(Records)
-.-.-
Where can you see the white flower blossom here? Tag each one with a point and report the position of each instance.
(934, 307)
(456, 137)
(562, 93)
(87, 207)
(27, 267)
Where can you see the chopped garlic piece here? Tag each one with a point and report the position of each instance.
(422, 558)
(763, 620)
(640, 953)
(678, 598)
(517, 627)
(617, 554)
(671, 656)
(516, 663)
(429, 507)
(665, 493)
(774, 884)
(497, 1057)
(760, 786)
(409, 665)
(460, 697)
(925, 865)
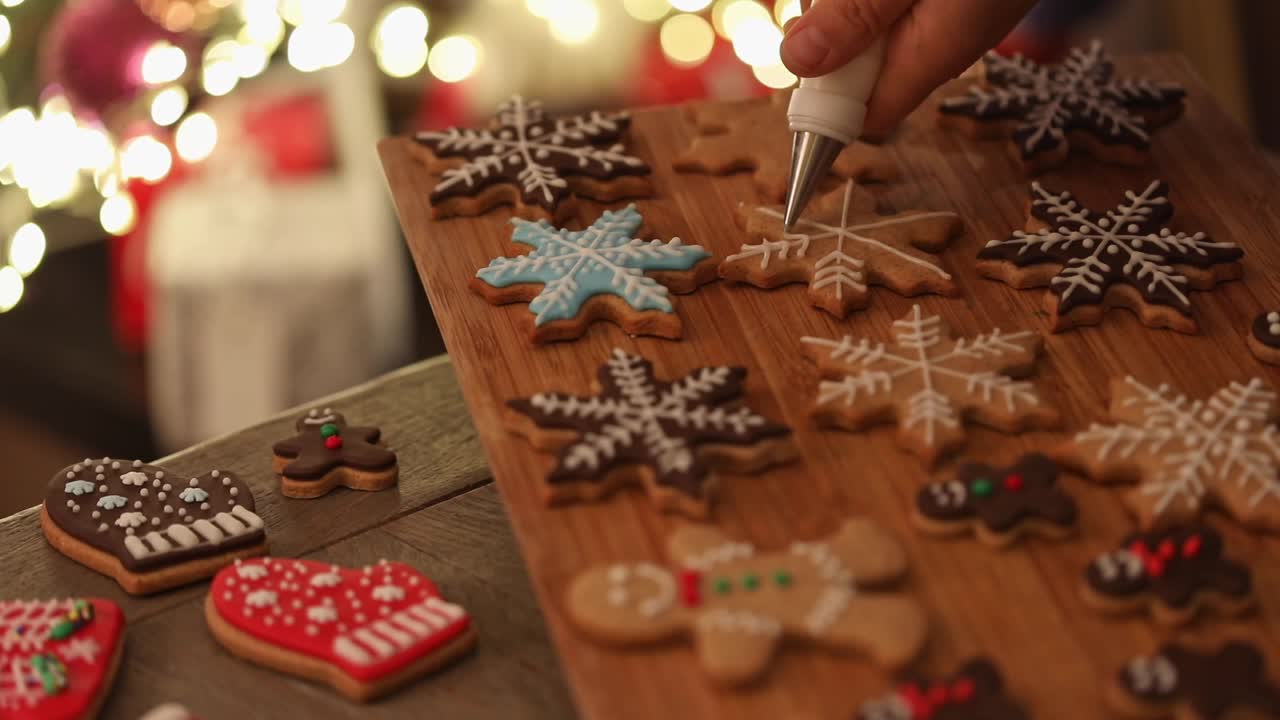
-.-.-
• _Given problem_: Locate each line in the entries above that contains the word "Where", and copy every such line in full.

• _Result of the exercise_:
Where can you see the white flower blossom here? Tag each one with a point and report the position of each instance.
Where can you see the chopped garlic piece here? Tag each one with a point and report the position of each instance.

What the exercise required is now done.